_What to do_. Starting at the line with "frond in the photo above." and running through the end of the records, output those records as a two-column CSV with the columns text and answer. Give one row per record, put each value in a single quoted field, and replace line breaks with spaces.

——

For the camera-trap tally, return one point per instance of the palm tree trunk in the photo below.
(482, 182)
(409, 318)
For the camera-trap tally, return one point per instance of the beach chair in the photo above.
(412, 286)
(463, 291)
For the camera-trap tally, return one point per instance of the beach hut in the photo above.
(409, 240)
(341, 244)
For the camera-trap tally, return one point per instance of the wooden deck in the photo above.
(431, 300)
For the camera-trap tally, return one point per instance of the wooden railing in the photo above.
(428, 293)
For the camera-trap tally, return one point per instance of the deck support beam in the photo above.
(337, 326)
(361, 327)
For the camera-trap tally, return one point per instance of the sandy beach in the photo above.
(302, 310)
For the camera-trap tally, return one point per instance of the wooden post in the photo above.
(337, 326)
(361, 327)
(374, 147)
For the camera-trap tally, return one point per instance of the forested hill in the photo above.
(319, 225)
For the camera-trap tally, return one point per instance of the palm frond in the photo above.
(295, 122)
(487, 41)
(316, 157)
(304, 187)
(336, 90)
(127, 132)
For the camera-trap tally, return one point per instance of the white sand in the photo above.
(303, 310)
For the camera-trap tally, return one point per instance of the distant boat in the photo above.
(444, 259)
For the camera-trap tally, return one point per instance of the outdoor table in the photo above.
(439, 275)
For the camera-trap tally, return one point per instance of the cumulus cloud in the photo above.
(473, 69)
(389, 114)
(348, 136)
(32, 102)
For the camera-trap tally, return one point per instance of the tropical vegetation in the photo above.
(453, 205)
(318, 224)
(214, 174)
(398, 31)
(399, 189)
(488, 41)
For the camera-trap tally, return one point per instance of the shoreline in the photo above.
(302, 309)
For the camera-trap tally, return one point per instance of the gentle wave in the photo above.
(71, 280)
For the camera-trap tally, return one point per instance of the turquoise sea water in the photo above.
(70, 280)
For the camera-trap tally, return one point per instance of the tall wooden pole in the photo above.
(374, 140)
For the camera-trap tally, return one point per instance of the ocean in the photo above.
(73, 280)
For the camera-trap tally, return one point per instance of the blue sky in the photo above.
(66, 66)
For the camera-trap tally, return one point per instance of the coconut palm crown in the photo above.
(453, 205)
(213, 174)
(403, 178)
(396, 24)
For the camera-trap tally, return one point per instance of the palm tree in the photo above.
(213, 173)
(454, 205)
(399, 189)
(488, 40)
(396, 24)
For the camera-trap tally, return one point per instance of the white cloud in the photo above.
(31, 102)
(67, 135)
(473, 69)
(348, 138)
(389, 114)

——

_Response to the exercise_.
text,answer
"For the camera-trap tally, return one point per instance of the palm frond in the photo above.","(295, 122) (487, 41) (316, 157) (304, 187) (336, 90) (127, 132)"
"For the camera-trap tally, return one point per instance of the white sand in the photo above.","(303, 310)"
"For the camera-trap tally, return one point per instance of the distant boat in the photo above.","(444, 259)"
"For the camera-trap tally, return one point per instance of the outdoor table in the photo above.","(439, 275)"
"For the camera-trap tally, return one point per instance of the cumulus cloud in the photo above.","(473, 69) (389, 114) (348, 136) (32, 102)"
"For the camera-trap tally, return one point per instance of the tropical vegetation in the photo above.","(453, 205) (318, 224) (214, 174) (398, 31) (399, 189) (488, 41)"
"For the camera-trap tally, return one point per instance of the shoreline in the photo above.","(302, 309)"
"For the camera-trap tally, return one point per instance of the gentle wave in the photo above.","(71, 280)"
"For the camera-trap tally, return one point per instance of the turquoise sea water in the photo above.","(70, 280)"
"For the camera-trap tally, return one point per instance of the tall wooden pole in the photo above.","(374, 140)"
"For the camera-trap tally, return one point per instance of the ocean in the photo above.","(73, 280)"
"For the camera-trap tally, return one point per instance of the blue sky in the photo above.","(66, 66)"
"For the camera-trap tally, return one point per instance of the coconut palm crown in the photo above.","(453, 205) (213, 174) (403, 178) (396, 24)"
"For the camera-trap tally, return one point per instance of the palm tree in the photo above.","(213, 173) (454, 205) (399, 189) (488, 40) (396, 24)"
"For the camera-trap tally, return one point per instance of the white cloud in the photo above.","(31, 102) (67, 135) (473, 69) (348, 138) (389, 114)"